**Passage to read**:
******
I am very pleased that the Government of Ireland and ADB signed an agreement this morning to establish a 12-million-euro Trust Fund for “Building Climate Change and Disaster Resilience in Small Island Developing States.” When I visited Ireland in June 2017, I was impressed by their solid commitment to engage with the international community and strong spirit of independence. Ireland is also an island country, and shares many common opportunities and challenges with Pacific island countries.
ADB will continue to mobilize concessional resources from different sources for climate change adaptation and mitigation across the Pacific.
Fourth, ADB is doing more to promote innovation in the Pacific. Our Pacific Department pioneered the use of contingent lines of credit to provide financing for response and recovery efforts in the immediate aftermath of a disaster. ADB is also working with our Pacific DMC’s to design innovative projects for renewable energy, water supply systems, regional vaccination programs, as well as to introduce new ICT applications in e-health, e-education, and e-governance.
Innovation is also needed to attract private sector financing into the region. The innovative use of guarantees under our new Pacific Renewable Energy Program will reduce investment risks for independent power producers in the region. This $100 million initiative was approved by the ADB Board on April 17. It will be jointly implemented following a One ADB approach by the Private Sector Operations Department and the Pacific Department. We are expecting co-financing for this Program from the Canadian Climate Fund for the Private Sector in Asia and the Government of New Zealand.
And fifth, ADB is scaling up staff resources in the Pacific Department. Over the past three years, more than 25 new staff positions have been allocated to the Pacific Department in headquarters and in the field. We are in the process of establishing Pacific Country Offices with ADB staff in our 11 smaller Pacific DMCs, in addition to the Papua New Guinea, Fiji, and Sydney offices.
Going forward, one important agenda for you and ADB is to continue to secure adequate ADF allocations for eligible Pacific DMCs beyond 2020 under ADF 13. We must demonstrate that the additional ADF resources available over 2019–2020 will be efficiently and effectively utilized to build resilience to global economic shocks, disasters, and climate change.
******
**Complete the following**:
• a. Answer these questions using the passage on ADB in the Pacific, giving one answer per line marked the same way:
(i) What is the value of the trust fund that Ireland and ADB agreed to establish?
(ii) On what date did the ADB Board approve the Pacific Renewable Energy Program?
(iii) How many new staff positions have been allocated to the Pacific Department over the past three years?
• b. Write a continuation of the passage on ADB in the Pacific, starting right after its last sentence.

Stored records
******
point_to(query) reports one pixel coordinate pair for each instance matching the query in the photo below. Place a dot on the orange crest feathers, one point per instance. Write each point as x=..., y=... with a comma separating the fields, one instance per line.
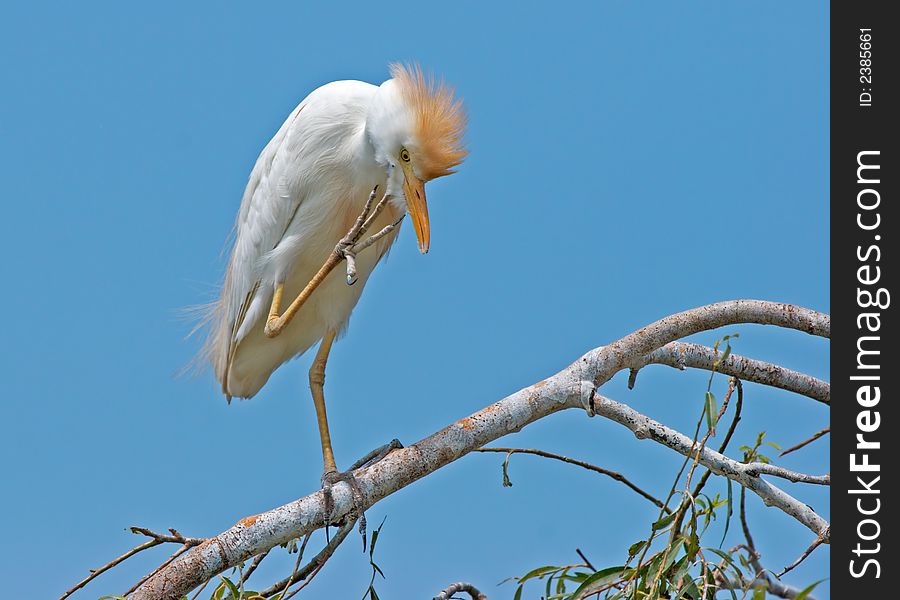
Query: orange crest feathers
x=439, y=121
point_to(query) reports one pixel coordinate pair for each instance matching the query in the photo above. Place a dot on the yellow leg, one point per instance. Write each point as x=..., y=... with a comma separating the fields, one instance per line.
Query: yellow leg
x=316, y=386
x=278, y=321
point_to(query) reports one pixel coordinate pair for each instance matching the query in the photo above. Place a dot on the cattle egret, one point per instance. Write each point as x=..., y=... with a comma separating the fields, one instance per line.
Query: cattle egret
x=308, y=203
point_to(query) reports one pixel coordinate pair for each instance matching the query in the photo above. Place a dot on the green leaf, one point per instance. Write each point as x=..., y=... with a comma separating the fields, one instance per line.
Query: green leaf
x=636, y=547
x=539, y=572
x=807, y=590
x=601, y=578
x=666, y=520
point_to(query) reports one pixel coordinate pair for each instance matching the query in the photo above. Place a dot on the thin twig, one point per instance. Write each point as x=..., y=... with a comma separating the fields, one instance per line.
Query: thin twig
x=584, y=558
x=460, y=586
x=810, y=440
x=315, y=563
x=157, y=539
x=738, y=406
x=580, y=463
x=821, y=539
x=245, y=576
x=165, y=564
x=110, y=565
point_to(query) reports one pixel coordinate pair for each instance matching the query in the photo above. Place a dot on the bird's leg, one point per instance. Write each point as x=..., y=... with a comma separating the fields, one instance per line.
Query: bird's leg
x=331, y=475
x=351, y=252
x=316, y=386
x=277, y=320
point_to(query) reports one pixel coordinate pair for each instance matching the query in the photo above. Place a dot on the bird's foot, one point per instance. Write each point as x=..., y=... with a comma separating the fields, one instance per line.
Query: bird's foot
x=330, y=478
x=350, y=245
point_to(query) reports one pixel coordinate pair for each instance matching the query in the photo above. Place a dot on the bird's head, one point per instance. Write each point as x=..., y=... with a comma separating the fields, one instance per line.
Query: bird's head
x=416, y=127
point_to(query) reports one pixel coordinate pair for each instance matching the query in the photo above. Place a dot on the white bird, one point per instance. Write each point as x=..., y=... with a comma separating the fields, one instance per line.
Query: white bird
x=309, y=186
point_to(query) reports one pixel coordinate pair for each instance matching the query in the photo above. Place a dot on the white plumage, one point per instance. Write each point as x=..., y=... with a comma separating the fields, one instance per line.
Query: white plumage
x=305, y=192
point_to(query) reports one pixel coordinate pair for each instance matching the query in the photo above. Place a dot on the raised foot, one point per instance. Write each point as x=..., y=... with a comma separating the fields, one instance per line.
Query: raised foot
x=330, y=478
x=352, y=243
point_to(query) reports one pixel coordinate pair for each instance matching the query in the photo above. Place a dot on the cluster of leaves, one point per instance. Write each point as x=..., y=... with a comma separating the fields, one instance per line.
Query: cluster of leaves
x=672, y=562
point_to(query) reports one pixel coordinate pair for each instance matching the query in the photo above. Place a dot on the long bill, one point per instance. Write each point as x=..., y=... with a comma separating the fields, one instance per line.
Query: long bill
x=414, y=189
******
**Answer list**:
• a.
(i) 12 million euros
(ii) April 17
(iii) More than 25

• b.
It is also important to further strengthen our partnership with key development partners such as Australia, New Zealand, Japan, the European Union, the World Bank, and the Pacific Islands Forum.
Our Pacific Partnership Facility with Australia is providing staff resources to deliver our ambitious program for the Pacific.
Also, the Pacific is the only region where ADB and the World Bank adopted each other’s policies in financial management and procurement for co-financing.
ADB is also working closely with the Pacific Islands Forum Secretariat and other regional organizations for coordinated financing of the Pacific Regional Education Framework.
Before closing, I would like to emphasize that all of us must make the most out of this year’s Annual Meeting.
I am looking forward to tomorrow’s seminar on Investing in Ocean Health. We will announce a new Action Plan for Healthy Oceans and Sustainable Blue Economies, which includes $5 billion in financing for this area in Asia and the Pacific.
Tomorrow’s program also includes an interesting seminar on disaster risk insurance sponsored by the Insurance Development Forum.
On 4 May, the Governors’ Seminar will discuss the Role of Tourism for Sustainable Development. This topic is particularly relevant to Pacific island countries and to other countries in Asia.
By working together, I am confident that we can realize a more prosperous, inclusive, resilient and sustainable Pacific. This meeting is a very important forum to discuss this mission.